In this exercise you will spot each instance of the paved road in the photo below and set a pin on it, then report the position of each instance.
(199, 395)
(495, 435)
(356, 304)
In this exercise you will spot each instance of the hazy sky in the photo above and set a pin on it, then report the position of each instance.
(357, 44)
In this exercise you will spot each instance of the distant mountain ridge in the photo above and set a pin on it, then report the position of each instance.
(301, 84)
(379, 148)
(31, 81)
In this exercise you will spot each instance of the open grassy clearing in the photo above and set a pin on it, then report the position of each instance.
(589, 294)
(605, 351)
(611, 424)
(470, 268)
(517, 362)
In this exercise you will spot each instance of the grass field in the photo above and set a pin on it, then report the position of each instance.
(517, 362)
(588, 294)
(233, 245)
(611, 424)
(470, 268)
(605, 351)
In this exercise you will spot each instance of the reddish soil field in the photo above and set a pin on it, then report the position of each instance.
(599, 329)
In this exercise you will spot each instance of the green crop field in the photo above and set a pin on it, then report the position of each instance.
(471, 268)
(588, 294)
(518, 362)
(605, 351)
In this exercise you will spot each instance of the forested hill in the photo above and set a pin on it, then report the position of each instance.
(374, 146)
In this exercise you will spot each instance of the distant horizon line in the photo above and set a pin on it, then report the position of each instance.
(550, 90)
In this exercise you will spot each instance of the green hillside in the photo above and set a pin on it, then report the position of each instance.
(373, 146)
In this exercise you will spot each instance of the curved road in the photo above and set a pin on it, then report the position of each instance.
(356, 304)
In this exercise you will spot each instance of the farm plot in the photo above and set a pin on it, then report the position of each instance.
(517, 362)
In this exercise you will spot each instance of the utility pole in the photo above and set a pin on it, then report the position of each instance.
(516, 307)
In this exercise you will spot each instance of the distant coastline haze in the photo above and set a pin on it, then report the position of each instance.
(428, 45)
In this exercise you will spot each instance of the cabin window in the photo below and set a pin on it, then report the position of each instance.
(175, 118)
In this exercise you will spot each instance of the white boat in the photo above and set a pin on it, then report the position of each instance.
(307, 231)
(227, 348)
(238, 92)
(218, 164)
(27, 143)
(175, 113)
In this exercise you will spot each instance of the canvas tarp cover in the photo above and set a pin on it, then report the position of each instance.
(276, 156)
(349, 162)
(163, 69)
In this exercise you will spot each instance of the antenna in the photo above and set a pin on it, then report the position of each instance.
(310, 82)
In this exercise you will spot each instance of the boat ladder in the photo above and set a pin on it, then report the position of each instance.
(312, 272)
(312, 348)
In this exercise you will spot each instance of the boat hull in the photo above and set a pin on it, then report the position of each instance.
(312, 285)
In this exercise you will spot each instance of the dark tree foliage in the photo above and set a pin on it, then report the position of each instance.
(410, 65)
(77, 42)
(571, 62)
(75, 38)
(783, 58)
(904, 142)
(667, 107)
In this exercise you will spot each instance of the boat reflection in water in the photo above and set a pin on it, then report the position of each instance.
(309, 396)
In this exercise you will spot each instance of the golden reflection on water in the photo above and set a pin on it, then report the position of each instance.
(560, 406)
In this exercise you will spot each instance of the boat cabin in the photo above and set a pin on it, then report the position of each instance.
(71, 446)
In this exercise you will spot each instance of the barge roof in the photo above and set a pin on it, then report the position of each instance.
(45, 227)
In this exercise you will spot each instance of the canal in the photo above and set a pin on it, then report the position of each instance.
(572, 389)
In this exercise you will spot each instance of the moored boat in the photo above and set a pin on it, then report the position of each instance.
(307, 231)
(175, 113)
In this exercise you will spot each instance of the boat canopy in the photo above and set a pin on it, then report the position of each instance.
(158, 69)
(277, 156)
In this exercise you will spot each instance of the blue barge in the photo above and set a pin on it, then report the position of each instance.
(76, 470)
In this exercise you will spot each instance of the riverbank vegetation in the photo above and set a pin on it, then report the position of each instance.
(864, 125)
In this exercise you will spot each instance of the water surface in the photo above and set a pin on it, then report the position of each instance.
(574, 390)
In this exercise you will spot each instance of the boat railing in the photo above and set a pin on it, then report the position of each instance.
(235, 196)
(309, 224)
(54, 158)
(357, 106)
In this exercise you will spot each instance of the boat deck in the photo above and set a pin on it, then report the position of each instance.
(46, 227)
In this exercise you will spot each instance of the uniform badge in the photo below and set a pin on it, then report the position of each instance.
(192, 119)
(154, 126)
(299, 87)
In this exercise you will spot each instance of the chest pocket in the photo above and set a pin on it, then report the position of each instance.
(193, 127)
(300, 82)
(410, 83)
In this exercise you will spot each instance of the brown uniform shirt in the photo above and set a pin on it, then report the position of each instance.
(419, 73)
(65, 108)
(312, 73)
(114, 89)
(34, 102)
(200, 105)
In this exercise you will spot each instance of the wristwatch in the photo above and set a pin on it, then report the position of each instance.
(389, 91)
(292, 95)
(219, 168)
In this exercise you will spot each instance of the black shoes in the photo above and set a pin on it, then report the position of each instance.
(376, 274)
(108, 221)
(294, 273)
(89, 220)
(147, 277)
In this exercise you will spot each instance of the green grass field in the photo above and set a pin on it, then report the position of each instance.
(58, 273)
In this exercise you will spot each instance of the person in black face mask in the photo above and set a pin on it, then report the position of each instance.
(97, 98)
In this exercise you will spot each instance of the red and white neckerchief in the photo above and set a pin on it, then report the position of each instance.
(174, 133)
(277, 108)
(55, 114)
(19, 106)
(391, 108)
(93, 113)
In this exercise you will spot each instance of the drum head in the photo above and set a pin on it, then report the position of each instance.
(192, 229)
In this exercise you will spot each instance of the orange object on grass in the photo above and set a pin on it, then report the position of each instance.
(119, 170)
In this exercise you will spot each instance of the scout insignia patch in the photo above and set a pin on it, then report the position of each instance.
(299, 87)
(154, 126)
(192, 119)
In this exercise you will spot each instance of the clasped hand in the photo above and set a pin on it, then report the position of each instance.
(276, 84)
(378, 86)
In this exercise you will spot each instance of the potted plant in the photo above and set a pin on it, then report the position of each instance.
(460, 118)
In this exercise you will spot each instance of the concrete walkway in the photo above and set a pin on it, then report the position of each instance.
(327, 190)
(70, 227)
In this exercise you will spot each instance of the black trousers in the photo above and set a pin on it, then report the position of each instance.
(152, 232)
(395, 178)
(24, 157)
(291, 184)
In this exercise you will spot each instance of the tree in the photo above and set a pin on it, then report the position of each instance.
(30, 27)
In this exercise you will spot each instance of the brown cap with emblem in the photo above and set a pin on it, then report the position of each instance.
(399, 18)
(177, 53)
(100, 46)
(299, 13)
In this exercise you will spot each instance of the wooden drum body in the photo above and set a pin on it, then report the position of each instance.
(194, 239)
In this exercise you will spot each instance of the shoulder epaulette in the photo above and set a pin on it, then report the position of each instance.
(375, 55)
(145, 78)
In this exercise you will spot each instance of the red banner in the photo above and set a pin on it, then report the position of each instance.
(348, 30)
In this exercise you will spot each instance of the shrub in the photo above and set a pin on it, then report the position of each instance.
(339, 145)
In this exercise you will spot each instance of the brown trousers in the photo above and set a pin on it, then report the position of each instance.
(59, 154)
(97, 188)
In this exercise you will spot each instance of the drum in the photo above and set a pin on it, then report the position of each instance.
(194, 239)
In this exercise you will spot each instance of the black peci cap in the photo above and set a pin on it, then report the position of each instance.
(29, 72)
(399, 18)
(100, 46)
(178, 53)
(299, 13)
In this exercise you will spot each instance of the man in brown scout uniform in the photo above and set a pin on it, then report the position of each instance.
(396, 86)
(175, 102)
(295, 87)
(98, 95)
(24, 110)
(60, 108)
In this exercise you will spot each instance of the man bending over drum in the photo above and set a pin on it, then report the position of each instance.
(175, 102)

──────────

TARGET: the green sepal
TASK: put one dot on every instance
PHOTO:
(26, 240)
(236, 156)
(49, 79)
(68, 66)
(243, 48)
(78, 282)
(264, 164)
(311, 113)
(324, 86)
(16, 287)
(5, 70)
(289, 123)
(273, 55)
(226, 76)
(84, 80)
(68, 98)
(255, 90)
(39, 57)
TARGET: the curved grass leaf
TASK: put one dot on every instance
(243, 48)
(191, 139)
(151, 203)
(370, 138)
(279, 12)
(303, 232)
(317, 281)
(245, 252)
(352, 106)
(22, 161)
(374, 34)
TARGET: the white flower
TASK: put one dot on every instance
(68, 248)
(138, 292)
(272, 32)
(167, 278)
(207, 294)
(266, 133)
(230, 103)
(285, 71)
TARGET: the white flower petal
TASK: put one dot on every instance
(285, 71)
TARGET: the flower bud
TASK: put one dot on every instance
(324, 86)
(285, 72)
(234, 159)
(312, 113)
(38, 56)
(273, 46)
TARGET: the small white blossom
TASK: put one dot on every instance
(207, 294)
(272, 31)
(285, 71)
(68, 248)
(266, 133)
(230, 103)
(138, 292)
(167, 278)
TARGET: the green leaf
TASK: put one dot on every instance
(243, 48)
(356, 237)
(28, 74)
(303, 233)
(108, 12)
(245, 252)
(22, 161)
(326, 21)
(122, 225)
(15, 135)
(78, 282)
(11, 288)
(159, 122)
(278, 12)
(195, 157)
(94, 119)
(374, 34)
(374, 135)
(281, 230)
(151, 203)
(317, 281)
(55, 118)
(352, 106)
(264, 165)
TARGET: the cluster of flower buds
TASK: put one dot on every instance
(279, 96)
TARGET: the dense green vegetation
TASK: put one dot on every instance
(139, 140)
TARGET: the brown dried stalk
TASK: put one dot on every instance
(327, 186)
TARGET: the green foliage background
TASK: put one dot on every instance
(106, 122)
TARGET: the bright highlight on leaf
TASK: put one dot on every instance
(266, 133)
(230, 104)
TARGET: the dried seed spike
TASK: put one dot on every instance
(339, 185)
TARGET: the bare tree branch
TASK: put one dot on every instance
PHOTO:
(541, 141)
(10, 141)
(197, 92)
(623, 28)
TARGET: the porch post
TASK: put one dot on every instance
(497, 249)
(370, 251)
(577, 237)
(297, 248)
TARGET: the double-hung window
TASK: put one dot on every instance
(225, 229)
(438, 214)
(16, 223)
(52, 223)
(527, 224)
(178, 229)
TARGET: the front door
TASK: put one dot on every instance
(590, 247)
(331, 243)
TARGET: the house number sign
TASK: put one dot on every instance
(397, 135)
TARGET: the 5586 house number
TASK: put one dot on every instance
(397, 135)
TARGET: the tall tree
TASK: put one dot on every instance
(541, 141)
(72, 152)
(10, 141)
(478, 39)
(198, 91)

──────────

Each line above that contains the string "leaf" should be identified and copied.

* [Result of the task]:
TARGET: the curved grass leaf
TARGET: the green leaf
TARGET: the bright highlight on leaf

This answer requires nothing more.